▸ **Text shown**:
For commercial installations and applications requiring reliable, plug-and-play operation, FIRGELLI Automations offers dedicated synchronous control boxes like the FA-SYNC-2 and FA-SYNC-4, which provide hardware-based synchronization without programming. However, for makers, engineers, and DIY enthusiasts who need custom control logic, adjustable parameters, or integration with larger automation systems, an Arduino-based solution offers unparalleled flexibility and learning opportunities.

This comprehensive guide demonstrates how to achieve synchronous control of two linear actuators using an Arduino microcontroller, feedback actuators with optical encoders, and basic proportional control algorithms. We'll cover the theory behind encoder-based position tracking, provide complete calibration and control code, and discuss practical considerations for real-world implementation including debouncing, load compensation, and system tuning.

Understanding Synchronous Control Fundamentals

Synchronous control maintains equal extension between multiple actuators by continuously comparing their positions and adjusting motor speeds accordingly. Unlike open-loop systems that simply apply the same voltage to multiple actuators (which inevitably drift due to manufacturing variations and load differences), closed-loop synchronous control uses position feedback to actively correct any discrepancies.

▸ **Information given**:

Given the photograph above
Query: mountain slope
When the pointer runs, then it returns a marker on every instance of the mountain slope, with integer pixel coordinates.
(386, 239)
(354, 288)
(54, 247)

▸ **What to work on**: Render this sentence from the guide on synchronous actuator control in Spanish: "Synchronous control maintains equal extension between multiple actuators by continuously comparing their positions and adjusting motor speeds accordingly."

▸ **Result for this task**: El control síncrono mantiene una extensión igual entre varios actuadores comparando continuamente sus posiciones y ajustando en consecuencia las velocidades de los motores.